[WHAT THE TASK ASKS]: Your answer must be the full listing, repeated word for word.

(STORED DATA Opens)

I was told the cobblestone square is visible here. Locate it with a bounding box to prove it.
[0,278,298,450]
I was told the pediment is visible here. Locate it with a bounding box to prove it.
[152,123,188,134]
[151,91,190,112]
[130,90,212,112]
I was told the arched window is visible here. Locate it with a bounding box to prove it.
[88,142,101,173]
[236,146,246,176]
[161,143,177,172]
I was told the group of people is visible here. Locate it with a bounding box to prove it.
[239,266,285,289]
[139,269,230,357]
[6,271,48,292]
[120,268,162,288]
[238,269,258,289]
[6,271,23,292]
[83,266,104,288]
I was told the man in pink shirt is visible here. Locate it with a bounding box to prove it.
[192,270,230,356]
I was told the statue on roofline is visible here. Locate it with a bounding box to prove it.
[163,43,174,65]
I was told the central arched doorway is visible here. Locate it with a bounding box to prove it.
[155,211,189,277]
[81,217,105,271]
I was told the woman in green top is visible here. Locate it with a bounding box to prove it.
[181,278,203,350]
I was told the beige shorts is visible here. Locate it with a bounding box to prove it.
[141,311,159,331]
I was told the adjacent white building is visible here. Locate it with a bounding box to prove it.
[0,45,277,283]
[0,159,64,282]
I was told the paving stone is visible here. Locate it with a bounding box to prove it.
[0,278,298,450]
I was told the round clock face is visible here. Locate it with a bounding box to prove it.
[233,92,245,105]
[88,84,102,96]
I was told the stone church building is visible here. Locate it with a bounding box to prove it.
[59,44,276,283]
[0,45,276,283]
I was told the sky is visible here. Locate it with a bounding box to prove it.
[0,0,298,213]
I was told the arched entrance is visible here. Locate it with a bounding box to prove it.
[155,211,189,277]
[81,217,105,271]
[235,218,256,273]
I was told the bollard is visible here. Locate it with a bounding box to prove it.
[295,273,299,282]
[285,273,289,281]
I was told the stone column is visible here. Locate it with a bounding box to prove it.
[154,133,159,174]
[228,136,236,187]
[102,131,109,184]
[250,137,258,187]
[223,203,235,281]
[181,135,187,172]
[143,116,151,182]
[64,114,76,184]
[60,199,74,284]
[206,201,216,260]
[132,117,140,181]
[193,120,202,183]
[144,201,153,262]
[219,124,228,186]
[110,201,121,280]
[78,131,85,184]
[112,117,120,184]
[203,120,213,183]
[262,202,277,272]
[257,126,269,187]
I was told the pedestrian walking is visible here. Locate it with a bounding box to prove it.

(STORED DATA Closes)

[SOLUTION TO THIS TASK]:
I was told the cobblestone square is visible here. Locate it with a bounding box to prove it.
[0,278,298,450]
I was told the pediment is visible here. Locate it with a bounding box to prove it.
[152,123,188,134]
[151,91,190,112]
[130,90,212,112]
I was told the arched window is visible here. Locate it with a bounding box to prove it.
[88,142,101,173]
[236,146,246,176]
[161,143,177,172]
I was told the group of people is visible here. Locate it with a bounding box to prove it.
[239,266,285,289]
[139,269,230,357]
[6,271,48,292]
[120,268,162,288]
[238,269,258,289]
[6,271,23,292]
[83,266,104,288]
I was told the man in pink shirt is visible here. Locate it with a bounding box to prove it.
[192,270,230,356]
I was told the statue on roofline is visible here. Locate it with a bounding box to prove it.
[163,43,174,65]
I was told the central arched doorway is visible here. Locate it with a bounding box to prove it.
[155,211,189,277]
[81,217,105,271]
I was told the woman in green top is visible here. Locate it with a bounding box to prove it.
[181,278,203,350]
I was told the beige shorts is visible here. Locate it with a bounding box to prove it.
[141,311,159,331]
I was told the adjacent white building is visible here. Locate it with a bounding box to prove it.
[0,45,277,283]
[0,159,64,282]
I was told the paving stone is visible here. Locate it with a bounding box to prove it.
[0,278,298,450]
I was told the round clock face is visible here. Locate it with a bounding box to prove it.
[233,92,245,105]
[88,84,102,96]
I was told the stone church building is visible here. Locate it with a bounding box to prove it.
[59,44,276,283]
[0,45,276,283]
I was told the sky is visible here. Locate it with a bounding box to prove it.
[0,0,298,213]
I was told the arched entrance is visible here. Locate it with a bounding box to prove it.
[155,211,189,277]
[81,217,105,271]
[235,218,256,273]
I was told the bollard is visible here. Locate it with a bounding box to prove it.
[295,273,299,282]
[285,273,289,281]
I was told the stone column is visible here. Locate it with a bounding box to prove it.
[154,133,159,174]
[228,136,236,187]
[102,131,109,184]
[250,137,258,187]
[223,203,235,281]
[181,135,187,172]
[143,116,151,182]
[64,114,76,184]
[60,199,74,284]
[206,201,216,260]
[132,117,140,181]
[193,120,202,183]
[144,201,153,262]
[219,124,228,186]
[110,201,121,280]
[78,131,85,184]
[112,117,120,184]
[203,120,213,183]
[262,202,277,272]
[257,126,269,187]
I was told the pedestrian walking is visible here. Locate it with a bounding box to prove it.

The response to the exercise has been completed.